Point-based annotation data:
────────────────────────────────────────
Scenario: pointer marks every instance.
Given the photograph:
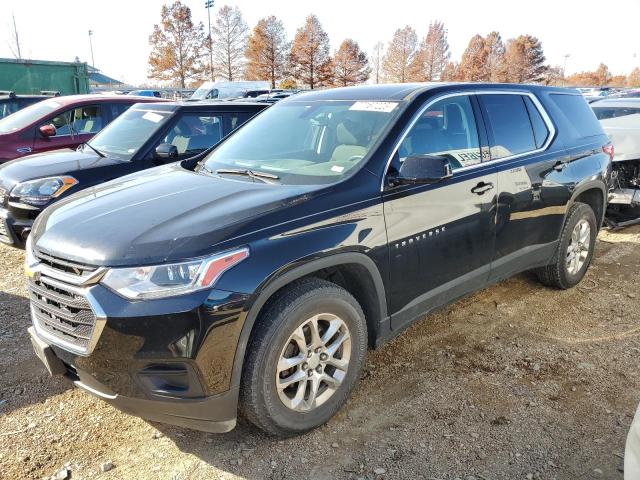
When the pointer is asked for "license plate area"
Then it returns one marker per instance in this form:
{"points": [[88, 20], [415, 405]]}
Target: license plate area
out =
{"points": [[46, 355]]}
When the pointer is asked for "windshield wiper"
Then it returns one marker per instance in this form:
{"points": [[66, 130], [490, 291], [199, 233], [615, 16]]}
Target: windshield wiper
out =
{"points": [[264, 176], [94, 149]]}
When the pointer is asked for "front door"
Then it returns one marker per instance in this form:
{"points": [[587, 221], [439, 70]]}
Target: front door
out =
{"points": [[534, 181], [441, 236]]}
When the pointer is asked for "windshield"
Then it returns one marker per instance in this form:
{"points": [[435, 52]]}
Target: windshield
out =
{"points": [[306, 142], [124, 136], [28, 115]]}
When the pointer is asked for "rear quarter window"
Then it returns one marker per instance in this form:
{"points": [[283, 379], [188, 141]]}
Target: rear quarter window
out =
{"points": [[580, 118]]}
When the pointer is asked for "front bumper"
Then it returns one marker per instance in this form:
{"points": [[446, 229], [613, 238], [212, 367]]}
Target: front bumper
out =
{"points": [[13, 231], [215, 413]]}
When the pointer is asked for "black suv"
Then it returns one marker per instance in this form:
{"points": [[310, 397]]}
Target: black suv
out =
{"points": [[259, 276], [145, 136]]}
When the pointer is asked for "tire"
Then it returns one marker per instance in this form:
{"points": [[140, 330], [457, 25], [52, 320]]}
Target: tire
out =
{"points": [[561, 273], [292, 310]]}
────────────────────────────────────────
Directive: Identify every line in the items above that contains the string "rear", and copy each one. Case counts.

Output of the exercise:
When the pointer is asked for "rear quarter window"
Target: rear quarter window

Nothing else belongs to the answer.